» Task to complete
Could you rewrite the listing below with "instance" swapped for "object" everywhere it occurs, keeping everything else the same?

[Stored dataset items]
— Begin —
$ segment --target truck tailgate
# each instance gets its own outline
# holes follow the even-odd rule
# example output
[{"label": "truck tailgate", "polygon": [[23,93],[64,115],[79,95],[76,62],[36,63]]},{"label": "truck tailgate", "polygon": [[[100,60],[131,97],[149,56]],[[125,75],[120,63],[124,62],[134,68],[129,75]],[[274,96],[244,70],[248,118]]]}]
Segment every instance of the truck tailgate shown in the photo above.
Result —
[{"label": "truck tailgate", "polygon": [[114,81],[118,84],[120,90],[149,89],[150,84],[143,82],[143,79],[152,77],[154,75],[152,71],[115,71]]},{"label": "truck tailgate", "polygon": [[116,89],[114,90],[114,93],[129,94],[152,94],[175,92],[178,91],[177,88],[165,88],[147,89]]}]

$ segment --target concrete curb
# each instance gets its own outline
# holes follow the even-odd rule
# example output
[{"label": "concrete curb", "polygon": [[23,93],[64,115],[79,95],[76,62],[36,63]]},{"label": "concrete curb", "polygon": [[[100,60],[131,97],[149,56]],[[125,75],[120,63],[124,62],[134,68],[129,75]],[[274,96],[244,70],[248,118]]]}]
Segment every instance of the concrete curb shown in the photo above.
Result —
— End —
» Finished exercise
$ segment --target truck tailgate
# each object gets its own outline
# holes follow the even-odd rule
# example output
[{"label": "truck tailgate", "polygon": [[23,93],[64,115],[79,95],[76,62],[36,63]]},{"label": "truck tailgate", "polygon": [[[100,60],[131,97],[149,56]],[[125,75],[120,63],[124,62],[134,68],[129,75]],[[274,96],[244,70],[248,118]]]}]
Segment every object of the truck tailgate shown in the photo above.
Result —
[{"label": "truck tailgate", "polygon": [[114,81],[118,84],[120,90],[149,89],[150,84],[143,82],[143,79],[152,77],[154,75],[152,71],[115,71]]},{"label": "truck tailgate", "polygon": [[116,89],[114,90],[114,93],[129,94],[152,94],[175,92],[178,91],[177,88],[165,88],[147,89]]}]

$ segment --target concrete curb
# each object gets its own outline
# holes follow the even-odd rule
# example output
[{"label": "concrete curb", "polygon": [[23,93],[64,115],[79,95],[76,62],[36,63]]},{"label": "concrete curb", "polygon": [[[100,60],[131,97],[149,56]],[[125,75],[120,63],[124,62],[134,68],[129,75]],[[274,96],[244,70],[248,118]]]}]
Segment every object of the concrete curb shown in the photo above.
Result —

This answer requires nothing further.